- Aim of the exercise -
Reproduce the garden blog post below in full, word for word.

- Supplied text -
%%

The Good – Harvested 2013 Garlic
Garlic as far as the eye can see. I harvested all the garlic from both my own back yard and the farm location where I ran a trial garden over the last year. This year it didn’t grow quite as large as last year, but I still think it was a success. I need to get it a bit more separated for curing, but right now it’s so hot and dry out that it’s drying nicely even in a heap. I’ll hang them from the rafters soon. With a little bit of luck this garlic, replanted, will turn into a for-profit crop in 2014
The Bad – They took my corn!
Last night when I went to bed I had about 30 ears of sweet corn JUST about ready to pick in my 10′x10′ three sisters garden. This morning there were about 7 or 8 little ones left. Something–probably Raccoons–harvested all the rest and removed them while I was sleeping 20 feet away. They knocked down and broke the corn stalks, so now the pole beans have nothing to grow on either. And obviously if they ate here once, they could be back for the cucumbers and melons that are starting to grow on all those vines. This is what we get for no longer letting our cat(s) outside.
But enough bad–More good! I have been eating tomatoes every night all week. This year of trialling new varieties has exposed me to at least 2 more favorites that are doing quite well in my yard. I will definitely add “Church” to my permanent list of tomatoes to grow, and I think “Pink Sweet” will be on there as well. I will review them here within the next week or 3.
My 8 pepper plants seems to be doing better than average this year. I usually don’t get to pick any peppers until August and this year they are already sizing up and producing lots of fruit.
How is your garden growing?
It’s spring. Time to wake up the blog again. I need to shake the dust off.

%%

- The data -
%%

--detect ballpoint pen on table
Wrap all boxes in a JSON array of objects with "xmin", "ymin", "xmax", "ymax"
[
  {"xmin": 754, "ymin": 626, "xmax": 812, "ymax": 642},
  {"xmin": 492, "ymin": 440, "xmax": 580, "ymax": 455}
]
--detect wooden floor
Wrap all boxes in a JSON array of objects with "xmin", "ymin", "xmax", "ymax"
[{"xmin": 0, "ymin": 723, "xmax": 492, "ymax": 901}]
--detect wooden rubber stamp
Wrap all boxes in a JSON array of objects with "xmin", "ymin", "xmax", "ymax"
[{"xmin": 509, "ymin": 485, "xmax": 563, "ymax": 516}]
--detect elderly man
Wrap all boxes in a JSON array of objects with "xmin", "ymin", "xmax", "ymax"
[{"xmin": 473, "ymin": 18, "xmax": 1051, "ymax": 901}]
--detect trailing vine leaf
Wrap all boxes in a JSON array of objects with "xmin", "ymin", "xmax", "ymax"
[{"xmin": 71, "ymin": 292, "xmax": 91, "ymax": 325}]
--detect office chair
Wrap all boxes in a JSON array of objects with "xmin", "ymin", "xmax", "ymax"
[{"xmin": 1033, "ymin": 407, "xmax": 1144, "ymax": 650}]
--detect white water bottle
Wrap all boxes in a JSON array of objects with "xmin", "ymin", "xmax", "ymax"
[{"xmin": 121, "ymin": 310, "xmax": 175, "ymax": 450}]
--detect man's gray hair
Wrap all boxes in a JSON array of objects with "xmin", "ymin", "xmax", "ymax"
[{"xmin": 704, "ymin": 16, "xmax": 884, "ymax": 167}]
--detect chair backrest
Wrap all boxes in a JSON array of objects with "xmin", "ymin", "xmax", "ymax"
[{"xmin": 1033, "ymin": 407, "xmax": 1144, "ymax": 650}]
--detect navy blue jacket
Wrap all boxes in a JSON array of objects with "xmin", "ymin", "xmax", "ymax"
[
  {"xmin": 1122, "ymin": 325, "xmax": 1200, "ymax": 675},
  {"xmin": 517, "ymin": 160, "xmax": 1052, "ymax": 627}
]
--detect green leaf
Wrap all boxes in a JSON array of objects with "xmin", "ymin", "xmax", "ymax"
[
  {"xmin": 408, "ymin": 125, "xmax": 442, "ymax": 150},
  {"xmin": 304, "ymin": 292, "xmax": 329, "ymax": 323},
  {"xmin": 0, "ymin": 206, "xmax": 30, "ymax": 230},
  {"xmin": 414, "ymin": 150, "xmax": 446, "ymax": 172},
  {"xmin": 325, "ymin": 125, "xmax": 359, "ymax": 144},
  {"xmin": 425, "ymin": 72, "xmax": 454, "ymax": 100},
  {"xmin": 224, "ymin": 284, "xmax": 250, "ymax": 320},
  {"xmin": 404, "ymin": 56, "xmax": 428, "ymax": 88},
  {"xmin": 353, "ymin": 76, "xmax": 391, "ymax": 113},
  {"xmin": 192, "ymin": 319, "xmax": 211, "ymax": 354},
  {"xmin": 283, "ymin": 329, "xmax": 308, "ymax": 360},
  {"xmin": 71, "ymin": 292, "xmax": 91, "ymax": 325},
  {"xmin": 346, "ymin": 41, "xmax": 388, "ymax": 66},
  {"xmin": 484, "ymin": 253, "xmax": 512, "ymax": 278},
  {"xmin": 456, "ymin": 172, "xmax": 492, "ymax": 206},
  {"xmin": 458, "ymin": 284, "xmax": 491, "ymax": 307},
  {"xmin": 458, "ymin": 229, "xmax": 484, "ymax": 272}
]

%%
%%

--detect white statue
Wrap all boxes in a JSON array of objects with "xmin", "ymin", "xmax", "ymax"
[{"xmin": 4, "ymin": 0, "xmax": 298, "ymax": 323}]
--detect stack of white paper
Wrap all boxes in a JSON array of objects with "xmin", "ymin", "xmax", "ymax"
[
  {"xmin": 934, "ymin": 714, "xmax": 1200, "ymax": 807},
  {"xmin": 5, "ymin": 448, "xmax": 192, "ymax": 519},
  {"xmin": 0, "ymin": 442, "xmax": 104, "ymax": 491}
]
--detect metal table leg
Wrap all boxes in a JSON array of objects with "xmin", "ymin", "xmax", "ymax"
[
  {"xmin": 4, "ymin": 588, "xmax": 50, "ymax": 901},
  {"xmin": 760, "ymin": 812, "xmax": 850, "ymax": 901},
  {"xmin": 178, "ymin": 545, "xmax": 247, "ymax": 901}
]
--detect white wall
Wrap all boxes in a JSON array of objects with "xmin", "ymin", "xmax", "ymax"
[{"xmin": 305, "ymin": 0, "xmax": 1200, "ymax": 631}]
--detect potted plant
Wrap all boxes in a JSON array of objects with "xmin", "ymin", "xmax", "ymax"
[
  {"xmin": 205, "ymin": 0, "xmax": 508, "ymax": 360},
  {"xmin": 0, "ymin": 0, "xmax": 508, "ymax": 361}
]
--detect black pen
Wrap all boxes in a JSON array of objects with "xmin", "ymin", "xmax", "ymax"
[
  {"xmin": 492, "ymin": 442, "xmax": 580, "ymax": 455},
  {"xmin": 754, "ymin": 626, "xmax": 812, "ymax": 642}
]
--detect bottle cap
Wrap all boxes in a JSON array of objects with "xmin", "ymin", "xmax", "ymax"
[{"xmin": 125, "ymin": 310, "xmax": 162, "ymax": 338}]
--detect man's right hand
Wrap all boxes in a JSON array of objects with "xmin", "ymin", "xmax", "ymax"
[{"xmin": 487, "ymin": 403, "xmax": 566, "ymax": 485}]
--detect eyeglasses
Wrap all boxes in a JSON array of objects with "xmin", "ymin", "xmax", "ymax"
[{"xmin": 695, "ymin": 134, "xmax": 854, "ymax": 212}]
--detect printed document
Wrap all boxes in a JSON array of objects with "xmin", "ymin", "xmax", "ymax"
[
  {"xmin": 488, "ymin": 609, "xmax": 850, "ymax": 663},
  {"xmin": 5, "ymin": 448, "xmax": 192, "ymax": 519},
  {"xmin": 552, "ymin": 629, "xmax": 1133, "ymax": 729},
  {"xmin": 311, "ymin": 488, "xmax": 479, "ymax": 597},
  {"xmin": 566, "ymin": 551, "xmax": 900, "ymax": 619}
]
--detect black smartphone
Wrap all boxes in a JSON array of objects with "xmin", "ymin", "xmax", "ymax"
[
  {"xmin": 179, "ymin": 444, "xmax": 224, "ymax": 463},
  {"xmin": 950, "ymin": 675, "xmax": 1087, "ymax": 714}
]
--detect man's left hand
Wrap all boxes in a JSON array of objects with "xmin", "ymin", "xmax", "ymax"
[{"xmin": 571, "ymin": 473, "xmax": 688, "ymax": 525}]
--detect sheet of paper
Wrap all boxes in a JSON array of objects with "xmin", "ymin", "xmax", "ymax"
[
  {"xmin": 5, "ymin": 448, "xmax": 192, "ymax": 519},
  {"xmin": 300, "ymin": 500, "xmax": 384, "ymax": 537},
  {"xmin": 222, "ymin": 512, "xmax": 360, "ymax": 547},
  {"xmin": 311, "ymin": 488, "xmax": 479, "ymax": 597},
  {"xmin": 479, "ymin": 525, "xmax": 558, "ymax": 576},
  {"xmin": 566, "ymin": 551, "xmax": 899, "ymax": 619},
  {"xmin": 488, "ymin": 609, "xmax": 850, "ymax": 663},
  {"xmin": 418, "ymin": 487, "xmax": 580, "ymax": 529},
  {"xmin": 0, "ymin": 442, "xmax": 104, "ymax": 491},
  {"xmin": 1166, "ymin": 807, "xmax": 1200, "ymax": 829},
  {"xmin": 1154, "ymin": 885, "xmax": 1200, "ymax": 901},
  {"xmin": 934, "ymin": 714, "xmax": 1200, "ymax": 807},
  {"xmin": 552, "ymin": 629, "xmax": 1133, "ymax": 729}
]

%%

- Task answer -
The Good – Harvested 2013 Garlic
Garlic as far as the eye can see. I harvested all the garlic from both my own back yard and the farm location where I ran a trial garden over the last year. This year it didn’t grow quite as large as last year, but I still think it was a success. I need to get it a bit more separated for curing, but right now it’s so hot and dry out that it’s drying nicely even in a heap. I’ll hang them from the rafters soon. With a little bit of luck this garlic, replanted, will turn into a for-profit crop in 2014
The Bad – They took my corn!
Last night when I went to bed I had about 30 ears of sweet corn JUST about ready to pick in my 10′x10′ three sisters garden. This morning there were about 7 or 8 little ones left. Something–probably Raccoons–harvested all the rest and removed them while I was sleeping 20 feet away. They knocked down and broke the corn stalks, so now the pole beans have nothing to grow on either. And obviously if they ate here once, they could be back for the cucumbers and melons that are starting to grow on all those vines. This is what we get for no longer letting our cat(s) outside.
But enough bad–More good! I have been eating tomatoes every night all week. This year of trialling new varieties has exposed me to at least 2 more favorites that are doing quite well in my yard. I will definitely add “Church” to my permanent list of tomatoes to grow, and I think “Pink Sweet” will be on there as well. I will review them here within the next week or 3.
My 8 pepper plants seems to be doing better than average this year. I usually don’t get to pick any peppers until August and this year they are already sizing up and producing lots of fruit.
How is your garden growing?
It’s spring. Time to wake up the blog again. I need to shake the dust off.